* Written exercise *
Convert the rows below into a Markdown table with the columns "No." and "Text," one entry per non-blank line, numbered in order. Skip blank lines and leave the pictures out.

━━━━━━━━━━

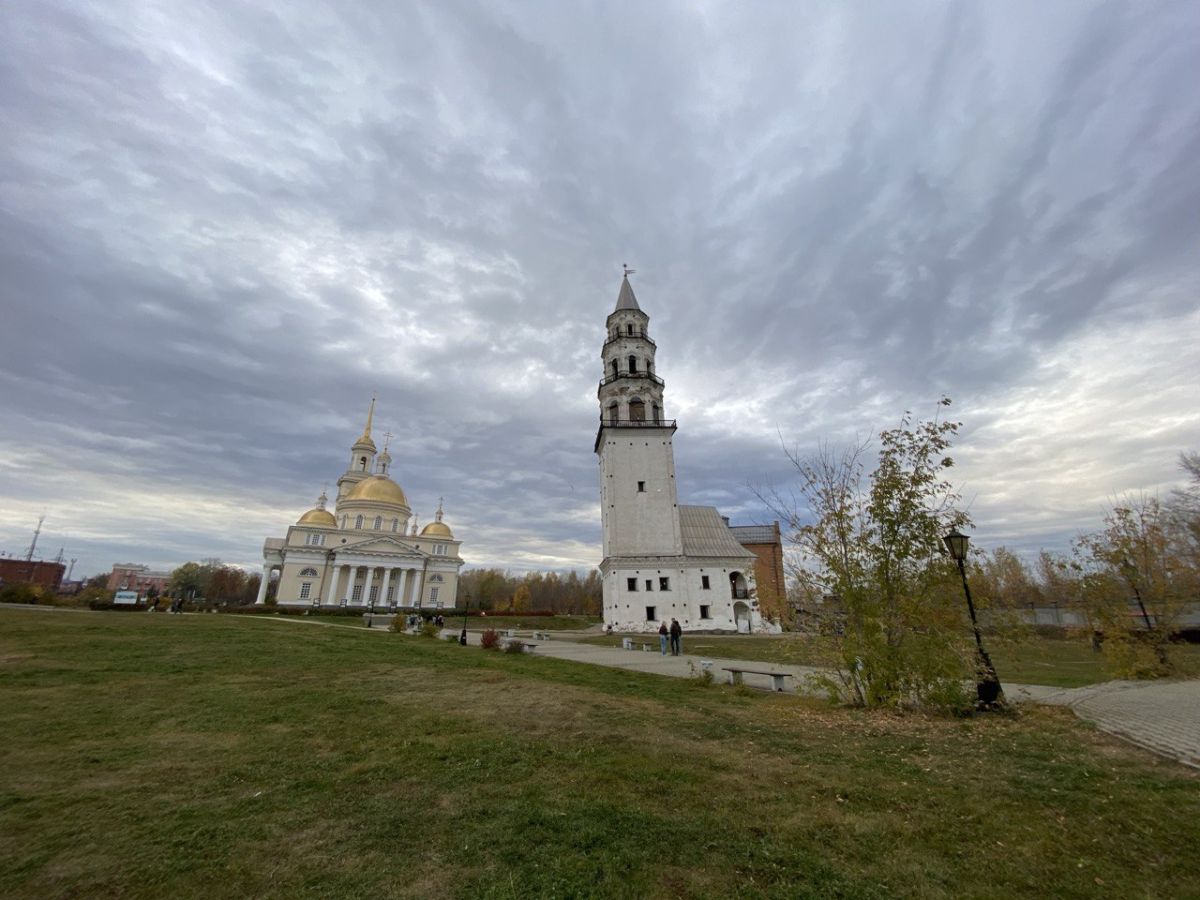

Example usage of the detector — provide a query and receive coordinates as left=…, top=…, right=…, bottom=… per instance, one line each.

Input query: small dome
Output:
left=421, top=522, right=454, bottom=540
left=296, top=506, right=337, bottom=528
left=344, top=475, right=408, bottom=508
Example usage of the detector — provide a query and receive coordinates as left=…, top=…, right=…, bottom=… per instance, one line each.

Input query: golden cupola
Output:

━━━━━━━━━━

* Completed task *
| No. | Text |
|---|---|
| 1 | Example usage of the detector — provide a query and receive coordinates as left=…, top=…, right=…, bottom=… per instance, one line each. |
| 2 | Input query: small dome |
| 3 | Output: |
| 4 | left=421, top=522, right=454, bottom=540 |
| 5 | left=296, top=506, right=337, bottom=528 |
| 6 | left=344, top=475, right=408, bottom=508 |
| 7 | Example usage of the detector — provide a query and receive coordinates as left=…, top=…, right=…, bottom=… per instance, one line each. |
| 8 | Input query: golden cupola |
| 9 | Output: |